**Provided entries**:
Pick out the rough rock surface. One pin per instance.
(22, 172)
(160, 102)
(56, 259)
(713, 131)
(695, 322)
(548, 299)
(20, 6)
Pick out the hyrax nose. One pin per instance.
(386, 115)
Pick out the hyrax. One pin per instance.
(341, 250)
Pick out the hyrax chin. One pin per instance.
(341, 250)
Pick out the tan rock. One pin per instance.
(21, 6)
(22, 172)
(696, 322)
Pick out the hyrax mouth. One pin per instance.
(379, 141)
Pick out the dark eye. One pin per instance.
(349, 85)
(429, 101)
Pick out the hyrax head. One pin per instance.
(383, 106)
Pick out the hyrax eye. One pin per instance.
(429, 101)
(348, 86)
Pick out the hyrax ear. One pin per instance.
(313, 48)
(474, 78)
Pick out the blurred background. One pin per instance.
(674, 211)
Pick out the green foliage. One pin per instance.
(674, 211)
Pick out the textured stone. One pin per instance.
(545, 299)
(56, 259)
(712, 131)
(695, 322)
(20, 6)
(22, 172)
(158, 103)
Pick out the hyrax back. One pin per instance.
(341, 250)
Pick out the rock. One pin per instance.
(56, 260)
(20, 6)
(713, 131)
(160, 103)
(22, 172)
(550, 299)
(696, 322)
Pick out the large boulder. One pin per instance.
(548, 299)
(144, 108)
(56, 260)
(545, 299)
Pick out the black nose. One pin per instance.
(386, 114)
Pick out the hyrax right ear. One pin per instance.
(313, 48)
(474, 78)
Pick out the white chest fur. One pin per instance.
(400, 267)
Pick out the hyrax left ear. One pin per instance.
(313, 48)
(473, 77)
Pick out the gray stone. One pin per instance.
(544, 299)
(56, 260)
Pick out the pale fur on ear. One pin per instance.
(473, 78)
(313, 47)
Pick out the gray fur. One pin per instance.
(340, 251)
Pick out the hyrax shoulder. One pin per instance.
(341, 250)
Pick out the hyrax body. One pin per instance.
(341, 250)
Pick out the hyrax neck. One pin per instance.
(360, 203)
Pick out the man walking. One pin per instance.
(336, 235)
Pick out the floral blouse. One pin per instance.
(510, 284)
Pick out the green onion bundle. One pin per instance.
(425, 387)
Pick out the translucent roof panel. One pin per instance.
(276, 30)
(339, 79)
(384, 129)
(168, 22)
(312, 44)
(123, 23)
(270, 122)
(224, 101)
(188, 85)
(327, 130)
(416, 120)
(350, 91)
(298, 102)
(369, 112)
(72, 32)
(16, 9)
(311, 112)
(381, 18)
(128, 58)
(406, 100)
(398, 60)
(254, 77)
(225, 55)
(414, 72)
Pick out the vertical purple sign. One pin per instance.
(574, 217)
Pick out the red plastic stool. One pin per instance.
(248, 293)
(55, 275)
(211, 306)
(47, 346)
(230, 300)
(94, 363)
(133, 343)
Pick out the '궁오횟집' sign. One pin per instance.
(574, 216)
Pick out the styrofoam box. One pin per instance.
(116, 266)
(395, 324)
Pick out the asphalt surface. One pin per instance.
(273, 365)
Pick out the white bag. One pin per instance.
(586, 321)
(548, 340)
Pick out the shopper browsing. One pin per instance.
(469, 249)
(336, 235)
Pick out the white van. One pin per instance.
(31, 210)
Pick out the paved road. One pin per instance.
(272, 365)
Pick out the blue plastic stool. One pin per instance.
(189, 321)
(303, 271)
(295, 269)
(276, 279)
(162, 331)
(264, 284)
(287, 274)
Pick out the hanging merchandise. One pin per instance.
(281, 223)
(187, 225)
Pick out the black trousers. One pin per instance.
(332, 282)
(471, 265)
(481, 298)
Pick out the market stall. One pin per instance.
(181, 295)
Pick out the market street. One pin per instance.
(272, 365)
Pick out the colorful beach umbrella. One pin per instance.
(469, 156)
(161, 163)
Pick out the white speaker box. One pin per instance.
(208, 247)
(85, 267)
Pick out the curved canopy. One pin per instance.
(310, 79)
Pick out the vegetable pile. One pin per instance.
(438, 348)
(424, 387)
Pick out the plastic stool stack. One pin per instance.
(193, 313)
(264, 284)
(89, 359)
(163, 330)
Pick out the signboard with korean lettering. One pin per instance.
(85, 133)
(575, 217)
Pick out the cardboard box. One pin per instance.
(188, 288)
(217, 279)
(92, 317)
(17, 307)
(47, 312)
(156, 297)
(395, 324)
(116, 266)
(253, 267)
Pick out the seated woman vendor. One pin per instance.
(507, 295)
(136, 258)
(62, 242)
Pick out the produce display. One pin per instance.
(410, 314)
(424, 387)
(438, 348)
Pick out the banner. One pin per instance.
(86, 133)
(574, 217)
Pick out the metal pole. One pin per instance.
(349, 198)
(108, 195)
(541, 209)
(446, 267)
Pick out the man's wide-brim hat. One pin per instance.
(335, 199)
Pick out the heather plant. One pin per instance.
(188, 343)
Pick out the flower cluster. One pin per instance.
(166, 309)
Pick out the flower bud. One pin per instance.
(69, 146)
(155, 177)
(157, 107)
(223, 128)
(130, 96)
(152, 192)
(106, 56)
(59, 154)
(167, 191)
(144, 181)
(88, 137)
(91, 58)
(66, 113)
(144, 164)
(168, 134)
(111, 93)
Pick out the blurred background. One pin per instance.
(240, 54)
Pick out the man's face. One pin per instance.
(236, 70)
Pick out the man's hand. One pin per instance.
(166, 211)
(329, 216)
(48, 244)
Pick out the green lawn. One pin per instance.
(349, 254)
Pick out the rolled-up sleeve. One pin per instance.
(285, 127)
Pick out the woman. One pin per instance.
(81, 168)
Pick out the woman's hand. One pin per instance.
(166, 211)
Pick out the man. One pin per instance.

**Set problem**:
Your task is to print the whole listing again exactly.

**Result of this exercise**:
Pick out the rough rock surface. One pin per instance.
(22, 172)
(160, 102)
(56, 259)
(713, 131)
(695, 322)
(548, 299)
(20, 6)
Pick out the hyrax nose. One pin per instance.
(386, 115)
Pick out the hyrax. One pin per instance.
(341, 250)
Pick out the hyrax chin. One pin per instance.
(341, 250)
Pick out the tan rock. One pin per instance.
(21, 6)
(22, 172)
(696, 322)
Pick out the hyrax mouth. One pin per instance.
(379, 141)
Pick out the dark eye. One pin per instance.
(349, 85)
(429, 101)
Pick out the hyrax head. One pin per instance.
(383, 106)
Pick out the hyrax eye. One pin per instance.
(429, 101)
(348, 86)
Pick out the hyrax ear. One pin per instance.
(313, 48)
(474, 78)
Pick out the blurred background. One pin per instance.
(674, 211)
Pick out the green foliage. One pin per instance.
(674, 211)
Pick out the textured stone. One pin per instance.
(545, 299)
(56, 259)
(712, 131)
(695, 322)
(20, 6)
(22, 172)
(158, 103)
Pick out the hyrax back. One pin per instance.
(341, 250)
Pick out the rock. One pin per instance.
(56, 260)
(20, 6)
(713, 131)
(160, 103)
(22, 172)
(550, 299)
(696, 322)
Pick out the large boulder. One pin per instance.
(548, 299)
(144, 108)
(56, 260)
(545, 299)
Pick out the black nose. One pin per instance.
(386, 114)
Pick out the hyrax right ear. One pin per instance.
(313, 48)
(474, 78)
Pick out the white chest fur. One pin per instance.
(400, 267)
Pick out the hyrax left ear. One pin per instance.
(313, 48)
(473, 77)
Pick out the gray stone. One pin per instance.
(544, 299)
(56, 260)
Pick out the pale fur on ear. One pin per instance.
(473, 78)
(313, 47)
Pick out the gray fur. One pin per instance.
(340, 251)
Pick out the hyrax shoulder. One pin per instance.
(341, 250)
Pick out the hyrax body. One pin per instance.
(341, 250)
Pick out the hyrax neck. One pin per instance.
(360, 203)
Pick out the man walking. One pin per instance.
(336, 235)
Pick out the floral blouse. One pin per instance.
(510, 284)
Pick out the green onion bundle. One pin per instance.
(425, 387)
Pick out the translucent roof panel. One pin per instance.
(276, 30)
(339, 79)
(384, 129)
(168, 22)
(312, 44)
(123, 23)
(270, 122)
(224, 101)
(188, 85)
(327, 130)
(416, 120)
(350, 91)
(298, 102)
(369, 112)
(72, 32)
(16, 9)
(311, 112)
(381, 18)
(128, 58)
(406, 100)
(398, 60)
(254, 77)
(225, 55)
(414, 72)
Pick out the vertical purple sign. One pin per instance.
(574, 217)
Pick out the red plastic stool. One pin per instance.
(248, 293)
(55, 275)
(211, 306)
(47, 346)
(230, 300)
(94, 363)
(133, 343)
Pick out the '궁오횟집' sign. One pin per instance.
(574, 216)
Pick out the styrofoam box. One pin per instance.
(116, 266)
(395, 324)
Pick out the asphalt surface. One pin per instance.
(273, 365)
Pick out the white bag. One pin per instance.
(586, 321)
(548, 340)
Pick out the shopper browsing. One pin per instance.
(469, 249)
(336, 235)
Pick out the white van. One pin per instance.
(31, 210)
Pick out the paved road. One pin per instance.
(272, 365)
Pick out the blue plastic stool. One pin per instance.
(189, 321)
(303, 271)
(295, 269)
(276, 279)
(162, 331)
(264, 284)
(287, 274)
Pick out the hanging merchandise. One pin per instance.
(281, 223)
(187, 225)
Pick out the black trousers. One pin per instance.
(332, 282)
(471, 265)
(481, 298)
Pick out the market stall. One pin per instance.
(181, 295)
Pick out the market street. One pin per instance.
(272, 365)
Pick out the colorful beach umbrella. One pin per instance.
(469, 156)
(161, 163)
Pick out the white speaker box. One pin per instance.
(208, 247)
(85, 267)
Pick out the curved canopy. One pin per instance.
(310, 79)
Pick out the vegetable pile. One pin per instance.
(438, 348)
(424, 387)
Pick out the plastic stool stack. One pin per instance.
(193, 313)
(264, 284)
(89, 359)
(163, 330)
Pick out the signboard with korean lettering. One pin per instance.
(85, 133)
(575, 217)
Pick out the cardboard box. One pin per instance.
(188, 288)
(217, 279)
(92, 317)
(17, 307)
(47, 312)
(156, 297)
(395, 324)
(116, 266)
(253, 267)
Pick out the seated woman vendor. One pin per instance.
(507, 295)
(136, 258)
(62, 242)
Pick out the produce display. One pin per instance.
(410, 314)
(424, 387)
(438, 348)
Pick out the banner. One pin per instance.
(86, 133)
(574, 217)
Pick out the metal pole. One pin per instance.
(349, 198)
(108, 195)
(541, 209)
(446, 267)
Pick out the man's wide-brim hat. One pin per instance.
(335, 199)
Pick out the heather plant. One pin per instance.
(188, 343)
Pick out the flower cluster. One pin per instance.
(166, 309)
Pick out the flower bud. One pin per instance.
(69, 146)
(155, 177)
(157, 107)
(223, 128)
(130, 96)
(152, 192)
(106, 56)
(59, 154)
(167, 191)
(144, 181)
(88, 137)
(91, 58)
(66, 113)
(144, 164)
(168, 134)
(111, 93)
Pick out the blurred background. One pin per instance.
(240, 54)
Pick out the man's face. One pin per instance.
(236, 70)
Pick out the man's hand. One pin per instance.
(166, 211)
(329, 216)
(48, 244)
Pick out the green lawn. One pin per instance.
(349, 254)
Pick out the rolled-up sleeve. One pin per instance.
(285, 127)
Pick out the woman. One pin per instance.
(81, 168)
Pick out the woman's hand. One pin per instance.
(166, 211)
Pick out the man. One pin per instance.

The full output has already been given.